** Begin Task inputs **

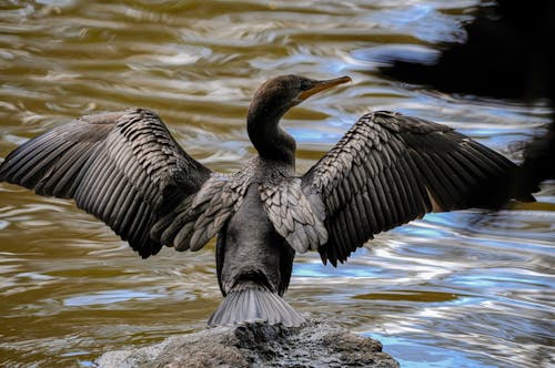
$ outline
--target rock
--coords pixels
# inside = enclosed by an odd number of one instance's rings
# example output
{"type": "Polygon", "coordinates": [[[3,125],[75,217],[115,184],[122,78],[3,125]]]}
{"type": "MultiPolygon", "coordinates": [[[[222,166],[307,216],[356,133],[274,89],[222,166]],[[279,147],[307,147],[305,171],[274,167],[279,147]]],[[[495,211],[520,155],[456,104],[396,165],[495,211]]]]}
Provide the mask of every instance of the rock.
{"type": "Polygon", "coordinates": [[[103,367],[398,367],[382,344],[323,321],[303,327],[246,324],[173,336],[144,348],[109,351],[103,367]]]}

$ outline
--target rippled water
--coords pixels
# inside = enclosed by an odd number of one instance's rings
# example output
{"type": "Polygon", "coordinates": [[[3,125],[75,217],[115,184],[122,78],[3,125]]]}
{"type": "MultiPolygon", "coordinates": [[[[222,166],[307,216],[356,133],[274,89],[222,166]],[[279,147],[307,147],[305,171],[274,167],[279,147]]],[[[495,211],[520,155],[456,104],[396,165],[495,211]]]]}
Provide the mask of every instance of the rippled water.
{"type": "MultiPolygon", "coordinates": [[[[244,116],[283,73],[353,83],[286,115],[310,167],[369,110],[447,123],[507,147],[548,109],[446,95],[383,79],[372,55],[461,40],[476,1],[3,1],[0,156],[72,117],[160,113],[204,164],[252,154],[244,116]]],[[[433,53],[433,52],[432,52],[433,53]]],[[[555,185],[495,215],[428,215],[376,237],[339,268],[297,256],[287,300],[376,337],[405,367],[555,364],[555,185]]],[[[142,260],[72,203],[0,184],[0,366],[90,366],[110,349],[204,328],[220,303],[213,243],[142,260]]]]}

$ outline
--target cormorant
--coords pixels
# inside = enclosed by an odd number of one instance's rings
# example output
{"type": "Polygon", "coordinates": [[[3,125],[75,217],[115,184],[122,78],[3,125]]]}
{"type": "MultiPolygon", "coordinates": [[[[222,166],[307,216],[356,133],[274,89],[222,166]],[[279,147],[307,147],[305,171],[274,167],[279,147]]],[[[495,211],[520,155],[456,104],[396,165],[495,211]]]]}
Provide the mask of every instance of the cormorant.
{"type": "Polygon", "coordinates": [[[163,245],[199,251],[218,235],[224,299],[209,325],[296,326],[303,318],[282,299],[295,252],[317,251],[336,266],[374,234],[428,212],[506,201],[496,188],[516,167],[446,125],[377,111],[296,175],[295,140],[280,119],[350,81],[282,75],[262,84],[246,119],[259,154],[234,174],[205,167],[155,113],[131,109],[79,117],[28,141],[6,157],[0,181],[73,198],[144,258],[163,245]]]}

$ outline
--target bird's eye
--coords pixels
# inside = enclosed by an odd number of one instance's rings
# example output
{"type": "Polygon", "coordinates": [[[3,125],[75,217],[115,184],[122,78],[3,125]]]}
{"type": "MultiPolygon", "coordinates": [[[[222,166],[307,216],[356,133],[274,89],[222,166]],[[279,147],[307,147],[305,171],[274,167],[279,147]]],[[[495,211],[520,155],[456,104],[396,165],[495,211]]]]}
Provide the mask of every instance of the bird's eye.
{"type": "Polygon", "coordinates": [[[310,90],[312,86],[312,83],[309,81],[301,81],[301,90],[306,91],[310,90]]]}

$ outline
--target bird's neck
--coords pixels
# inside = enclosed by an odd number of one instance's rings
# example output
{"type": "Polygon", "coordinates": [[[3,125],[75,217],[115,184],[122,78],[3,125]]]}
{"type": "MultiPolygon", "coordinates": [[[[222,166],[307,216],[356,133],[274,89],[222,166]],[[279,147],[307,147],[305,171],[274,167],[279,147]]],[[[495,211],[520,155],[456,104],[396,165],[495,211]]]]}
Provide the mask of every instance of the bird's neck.
{"type": "Polygon", "coordinates": [[[295,140],[280,127],[280,120],[284,113],[285,111],[250,109],[246,131],[261,159],[294,166],[295,140]]]}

** End Task inputs **

* Aim
Copy out every line of the material above word for word, but leave the pictures out.

* Reply to the exercise
$ outline
--target rock
--coords pixels
# inside = enclosed by an odd number of one instance's rings
# example output
{"type": "Polygon", "coordinates": [[[3,125],[75,217],[115,184],[122,78],[3,125]]]}
{"type": "MultiPolygon", "coordinates": [[[[222,166],[307,216],[356,133],[274,89],[222,166]],[[279,147],[307,147],[305,171],[274,167],[279,147]]],[[[495,211],[520,155],[456,104],[396,165],[495,211]]]]}
Provide the mask of every instance of the rock.
{"type": "Polygon", "coordinates": [[[103,367],[398,367],[382,344],[323,321],[303,327],[246,324],[173,336],[144,348],[109,351],[103,367]]]}

$ outline
--target rippled water
--coords pixels
# inside = enclosed by an odd number of one instance's rings
# example output
{"type": "Polygon", "coordinates": [[[3,125],[75,217],[115,184],[122,78],[3,125]]]}
{"type": "MultiPolygon", "coordinates": [[[[222,166],[307,216],[356,133],[274,89],[222,166]],[[279,147],[307,147],[305,171],[274,167],[279,147]]],[[[495,211],[520,155],[456,104],[396,165],[495,211]]]]}
Provide the mask of every instance of the rippled water.
{"type": "MultiPolygon", "coordinates": [[[[244,116],[283,73],[353,83],[286,115],[310,167],[369,110],[447,123],[507,147],[548,109],[446,95],[383,79],[372,55],[461,40],[476,1],[3,1],[0,156],[72,117],[160,113],[204,164],[252,154],[244,116]]],[[[433,53],[433,52],[432,52],[433,53]]],[[[555,185],[495,215],[428,215],[376,237],[339,268],[297,256],[287,300],[376,337],[405,367],[555,364],[555,185]]],[[[142,260],[72,203],[0,184],[0,366],[90,366],[110,349],[204,328],[220,303],[213,243],[142,260]]]]}

$ outline
--target cormorant
--coords pixels
# inside = enclosed by an odd number of one instance's rings
# example output
{"type": "Polygon", "coordinates": [[[3,125],[75,217],[115,184],[122,78],[3,125]]]}
{"type": "MultiPolygon", "coordinates": [[[[222,166],[307,216],[356,133],[274,89],[222,166]],[[279,147],[307,147],[305,171],[274,167],[279,147]]],[[[495,211],[520,155],[456,104],[396,165],[495,211]]]]}
Provide the mask of every instance of the cormorant.
{"type": "Polygon", "coordinates": [[[163,245],[199,251],[218,235],[224,299],[209,325],[296,326],[303,318],[282,299],[295,252],[317,251],[336,266],[374,234],[428,212],[506,201],[496,188],[516,167],[446,125],[377,111],[296,175],[295,140],[280,119],[350,81],[282,75],[262,84],[246,119],[259,154],[234,174],[205,167],[155,113],[131,109],[79,117],[28,141],[6,157],[0,181],[73,198],[144,258],[163,245]]]}

$ outline
--target bird's eye
--coords pixels
# inside = enclosed by an odd number of one instance's rings
# example output
{"type": "Polygon", "coordinates": [[[3,125],[75,217],[115,184],[122,78],[3,125]]]}
{"type": "MultiPolygon", "coordinates": [[[[222,166],[307,216],[356,133],[274,89],[222,166]],[[279,147],[307,147],[305,171],[274,167],[279,147]]],[[[495,211],[520,155],[456,104],[396,165],[495,211]]]]}
Provide the mask of every instance of the bird's eye.
{"type": "Polygon", "coordinates": [[[310,90],[312,86],[312,83],[309,81],[301,81],[301,90],[306,91],[310,90]]]}

$ outline
--target bird's neck
--coords pixels
# inside = enclosed by an odd number of one instance's rings
# example output
{"type": "Polygon", "coordinates": [[[3,125],[75,217],[115,184],[122,78],[3,125]]]}
{"type": "MultiPolygon", "coordinates": [[[[222,166],[307,216],[356,133],[274,89],[222,166]],[[279,147],[307,147],[305,171],[274,167],[279,147]]],[[[495,211],[520,155],[456,104],[396,165],[495,211]]]]}
Provide the mask of every instance of the bird's neck.
{"type": "Polygon", "coordinates": [[[295,140],[280,127],[280,120],[284,113],[285,111],[250,109],[246,131],[261,159],[294,166],[295,140]]]}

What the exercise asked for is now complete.